Nadim Abbas, Chernobyl_Core_png_gif, 2012, Digital image, Dimensions variable

Saamlung announces a presentation of
Nadim Abbas and Jon Rafman at ARTHK12,
the Hong Kong International Art Fair.

Nadim Abbas and Jon Rafman
Saamlung at ARTHK12
17 - 20 May 2012
VIP Preview 16 May 1400-1700

Hong Kong International Art Fair
Art Futures Booth No. AF24
Hong Kong Convention and Exhibition Center
Wanchai, Hong Kong

Saamlung announces its inaugural participation in the Hong Kong International Art Fair, known as ARTHK12, in May 2012. Exhibiting in Art Futures, the section of the fair focusing on young galleries and emerging art, the gallery will present a selection of related projects from artists Nadim Abbas and Jon Rafman. Both artists are concerned with notions of machine vision and interplay between the image and the physical object, and will exhibit a series of interrelated installations, sculptures, and prints created specifically for the frenetic and consumerist context of a global art fair in the Asian metropolis.

────────────────────

Task instructions:
- A) Which section of the fair does the announcement say focuses on young galleries and emerging art?
- B) From the announcement, extract the text between "Saamlung announces its" and "the Asian metropolis.", inclusive, word for word.
The items after this point are separate material, unrelated to the announcement.

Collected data
────────────────────

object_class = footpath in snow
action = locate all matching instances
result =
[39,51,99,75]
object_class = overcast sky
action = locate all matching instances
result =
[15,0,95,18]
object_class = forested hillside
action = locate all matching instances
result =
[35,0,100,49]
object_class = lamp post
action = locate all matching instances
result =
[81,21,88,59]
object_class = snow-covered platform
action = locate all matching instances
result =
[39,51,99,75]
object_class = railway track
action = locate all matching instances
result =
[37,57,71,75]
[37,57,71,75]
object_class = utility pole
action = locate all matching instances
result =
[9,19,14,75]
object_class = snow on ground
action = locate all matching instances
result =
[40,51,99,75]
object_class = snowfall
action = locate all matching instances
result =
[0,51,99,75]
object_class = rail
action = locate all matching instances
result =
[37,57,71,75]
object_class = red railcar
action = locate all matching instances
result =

────────────────────

Solutions in order:
- A) Art Futures.

- B)
Saamlung announces its inaugural participation in the Hong Kong International Art Fair, known as ARTHK12, in May 2012. Exhibiting in Art Futures, the section of the fair focusing on young galleries and emerging art, the gallery will present a selection of related projects from artists Nadim Abbas and Jon Rafman. Both artists are concerned with notions of machine vision and interplay between the image and the physical object, and will exhibit a series of interrelated installations, sculptures, and prints created specifically for the frenetic and consumerist context of a global art fair in the Asian metropolis.